DATA TO USE »
┄┄┄┄┄┄┄┄┄┄

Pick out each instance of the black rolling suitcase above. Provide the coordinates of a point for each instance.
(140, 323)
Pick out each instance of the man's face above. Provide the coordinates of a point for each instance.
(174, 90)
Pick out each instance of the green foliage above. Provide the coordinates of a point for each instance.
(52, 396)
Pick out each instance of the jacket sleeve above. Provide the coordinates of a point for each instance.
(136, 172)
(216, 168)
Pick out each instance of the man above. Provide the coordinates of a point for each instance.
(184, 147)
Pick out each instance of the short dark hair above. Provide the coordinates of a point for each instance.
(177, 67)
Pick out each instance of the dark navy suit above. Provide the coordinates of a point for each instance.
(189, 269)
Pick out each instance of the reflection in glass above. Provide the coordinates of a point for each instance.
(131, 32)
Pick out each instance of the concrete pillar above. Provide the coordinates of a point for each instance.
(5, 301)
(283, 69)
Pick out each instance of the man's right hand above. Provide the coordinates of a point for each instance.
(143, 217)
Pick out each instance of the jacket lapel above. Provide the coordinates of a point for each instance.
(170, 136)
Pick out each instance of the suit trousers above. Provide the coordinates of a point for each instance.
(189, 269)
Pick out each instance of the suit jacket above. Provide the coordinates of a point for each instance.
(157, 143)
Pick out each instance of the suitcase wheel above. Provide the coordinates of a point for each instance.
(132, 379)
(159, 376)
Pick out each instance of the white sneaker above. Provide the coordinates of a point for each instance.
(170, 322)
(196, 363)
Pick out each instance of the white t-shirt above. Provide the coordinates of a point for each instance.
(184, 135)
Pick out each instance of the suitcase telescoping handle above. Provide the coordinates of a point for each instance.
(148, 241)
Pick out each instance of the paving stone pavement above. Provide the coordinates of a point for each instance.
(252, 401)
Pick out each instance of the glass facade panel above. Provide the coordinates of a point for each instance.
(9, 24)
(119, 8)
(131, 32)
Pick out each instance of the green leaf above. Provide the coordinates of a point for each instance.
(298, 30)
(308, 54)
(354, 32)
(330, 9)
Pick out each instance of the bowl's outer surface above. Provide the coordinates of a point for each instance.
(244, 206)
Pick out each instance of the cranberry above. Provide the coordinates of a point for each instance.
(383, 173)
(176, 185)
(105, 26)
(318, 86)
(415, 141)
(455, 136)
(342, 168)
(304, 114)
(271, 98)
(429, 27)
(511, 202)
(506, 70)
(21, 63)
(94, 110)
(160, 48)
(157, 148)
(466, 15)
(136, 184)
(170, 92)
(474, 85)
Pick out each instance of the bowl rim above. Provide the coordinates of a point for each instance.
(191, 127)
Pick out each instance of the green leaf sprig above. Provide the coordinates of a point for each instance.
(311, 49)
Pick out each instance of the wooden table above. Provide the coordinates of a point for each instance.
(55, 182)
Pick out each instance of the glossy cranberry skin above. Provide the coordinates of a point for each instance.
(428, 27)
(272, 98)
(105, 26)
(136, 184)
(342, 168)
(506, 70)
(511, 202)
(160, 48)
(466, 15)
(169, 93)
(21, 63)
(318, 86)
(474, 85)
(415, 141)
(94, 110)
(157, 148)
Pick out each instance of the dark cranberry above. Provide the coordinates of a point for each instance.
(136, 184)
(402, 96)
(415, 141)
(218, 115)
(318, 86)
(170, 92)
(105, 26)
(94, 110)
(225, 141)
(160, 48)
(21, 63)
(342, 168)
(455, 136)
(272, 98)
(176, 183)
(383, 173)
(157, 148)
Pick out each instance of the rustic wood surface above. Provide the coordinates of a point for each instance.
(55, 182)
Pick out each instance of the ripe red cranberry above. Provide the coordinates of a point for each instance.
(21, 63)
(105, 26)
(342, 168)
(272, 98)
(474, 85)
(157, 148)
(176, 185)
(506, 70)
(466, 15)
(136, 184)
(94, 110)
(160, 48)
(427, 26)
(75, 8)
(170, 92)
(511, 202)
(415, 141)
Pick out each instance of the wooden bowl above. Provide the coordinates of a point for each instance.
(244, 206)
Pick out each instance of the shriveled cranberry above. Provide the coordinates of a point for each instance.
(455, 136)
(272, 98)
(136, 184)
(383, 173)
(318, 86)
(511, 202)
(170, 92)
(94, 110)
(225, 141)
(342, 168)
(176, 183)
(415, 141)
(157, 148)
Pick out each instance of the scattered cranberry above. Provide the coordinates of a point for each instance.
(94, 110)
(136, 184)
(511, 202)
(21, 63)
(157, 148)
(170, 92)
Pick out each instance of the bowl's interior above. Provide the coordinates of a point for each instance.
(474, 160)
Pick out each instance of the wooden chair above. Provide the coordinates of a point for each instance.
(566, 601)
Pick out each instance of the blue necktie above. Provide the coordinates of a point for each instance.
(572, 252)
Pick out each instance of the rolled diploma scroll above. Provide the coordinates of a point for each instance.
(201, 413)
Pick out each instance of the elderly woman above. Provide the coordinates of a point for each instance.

┄┄┄┄┄┄┄┄┄┄

Exactly as written above, set down the whole listing again.

TASK RESULT »
Pick out each instance of the black rolling suitcase above. Provide the coordinates of a point for each instance.
(140, 323)
Pick out each instance of the man's face above. Provide the coordinates of a point for each instance.
(174, 90)
Pick out each instance of the green foliage above. Provide the coordinates of a point for each instance.
(52, 396)
Pick out each instance of the jacket sleeve above. Provide the coordinates of a point for each instance.
(136, 172)
(216, 168)
Pick out each instance of the man above. Provide the coordinates of a point for each instance.
(184, 147)
Pick out each instance of the short dark hair above. Provide the coordinates of a point for each instance.
(177, 67)
Pick out each instance of the dark navy suit above. Provide the coordinates of a point for each instance.
(189, 269)
Pick out each instance of the reflection in glass above. Provide the coordinates of a point for each instance.
(131, 32)
Pick out each instance of the concrete pillar above. Provide the coordinates of a point for each instance.
(5, 301)
(283, 69)
Pick out each instance of the man's right hand above. Provide the coordinates of a point for each instance.
(143, 217)
Pick out each instance of the jacket lapel above. Provide the coordinates of a point for each instance.
(170, 136)
Pick out each instance of the suit trousers above. Provide the coordinates of a point for each instance.
(189, 269)
Pick out each instance of the suit jacket above. Provide the coordinates of a point for each instance.
(157, 143)
Pick out each instance of the suitcase wheel above. Provide the coordinates of a point for each instance.
(132, 379)
(159, 376)
Pick out each instance of the white sneaker above. Provide the coordinates of a point for each instance.
(170, 322)
(196, 363)
Pick out each instance of the white t-shirt above. Provide the coordinates of a point for each instance.
(184, 135)
Pick out each instance of the suitcase telescoping handle above. Provide the coordinates of a point for each instance.
(148, 241)
Pick out each instance of the paving stone pavement above. Provide the coordinates of a point for each instance.
(252, 401)
Pick out each instance of the glass facade panel above. Provide the coordinates of a point for each instance.
(9, 24)
(119, 8)
(131, 32)
Pick out each instance of the green leaf above. Provide the coordinates of a point for each instance.
(298, 30)
(308, 54)
(354, 32)
(330, 9)
Pick out each instance of the bowl's outer surface above. Provide the coordinates of a point for each instance.
(244, 206)
Pick out each instance of the cranberry above. Provide the coordinates of a point for each instance.
(383, 173)
(176, 185)
(105, 26)
(318, 86)
(415, 141)
(455, 136)
(342, 168)
(304, 114)
(271, 98)
(429, 27)
(511, 202)
(506, 70)
(21, 63)
(94, 110)
(160, 48)
(157, 148)
(466, 15)
(136, 184)
(170, 92)
(474, 85)
Pick out each instance of the bowl rim above. Provide the coordinates of a point for each instance.
(191, 127)
Pick out each instance of the green leaf sprig above. Provide the coordinates of a point for each instance.
(311, 49)
Pick out each instance of the wooden table above. Provide the coordinates of a point for each instance.
(55, 182)
Pick out each instance of the glossy cranberry skin above. Provide the coordinates of a point for each instance.
(428, 27)
(272, 98)
(105, 26)
(136, 184)
(342, 168)
(506, 70)
(511, 202)
(160, 48)
(466, 15)
(169, 93)
(21, 63)
(318, 86)
(474, 85)
(415, 141)
(94, 110)
(157, 148)
Pick out each instance of the dark cranberry above. Provide the coordinates of a point for each instance.
(136, 184)
(402, 96)
(415, 141)
(218, 115)
(318, 86)
(170, 92)
(105, 26)
(94, 110)
(225, 141)
(160, 48)
(21, 63)
(342, 168)
(455, 136)
(272, 98)
(176, 183)
(383, 173)
(157, 148)
Pick out each instance of the rustic wood surface above. Provide the coordinates of a point for each instance.
(55, 182)
Pick out each instance of the ripe red cranberry above. Provide the coordinates of a point for each instance.
(21, 63)
(105, 26)
(342, 168)
(272, 98)
(474, 85)
(157, 148)
(176, 185)
(506, 70)
(466, 15)
(136, 184)
(94, 110)
(160, 48)
(427, 26)
(75, 8)
(170, 92)
(511, 202)
(415, 141)
Pick out each instance of the wooden bowl above. Provide the coordinates of a point for each instance.
(244, 206)
Pick out each instance of the shriveled cranberry above. Provide the coordinates of a point for each instance.
(455, 136)
(272, 98)
(136, 184)
(383, 173)
(318, 86)
(511, 202)
(170, 92)
(94, 110)
(225, 141)
(342, 168)
(176, 183)
(415, 141)
(157, 148)
Pick out each instance of the scattered cranberry above. Provide the coordinates of a point for each instance.
(94, 110)
(136, 184)
(511, 202)
(21, 63)
(157, 148)
(170, 92)
Pick out each instance of the bowl's interior above. Provide the coordinates of a point for each instance.
(474, 160)
Pick out each instance of the wooden chair above. Provide the coordinates of a point for each instance.
(566, 601)
Pick out each instance of the blue necktie above. Provide the coordinates of a point for each instance.
(572, 252)
Pick out each instance of the rolled diploma scroll above. Provide the coordinates of a point for each instance.
(201, 413)
Pick out each instance of the elderly woman above. Provide the coordinates of a point for each instance.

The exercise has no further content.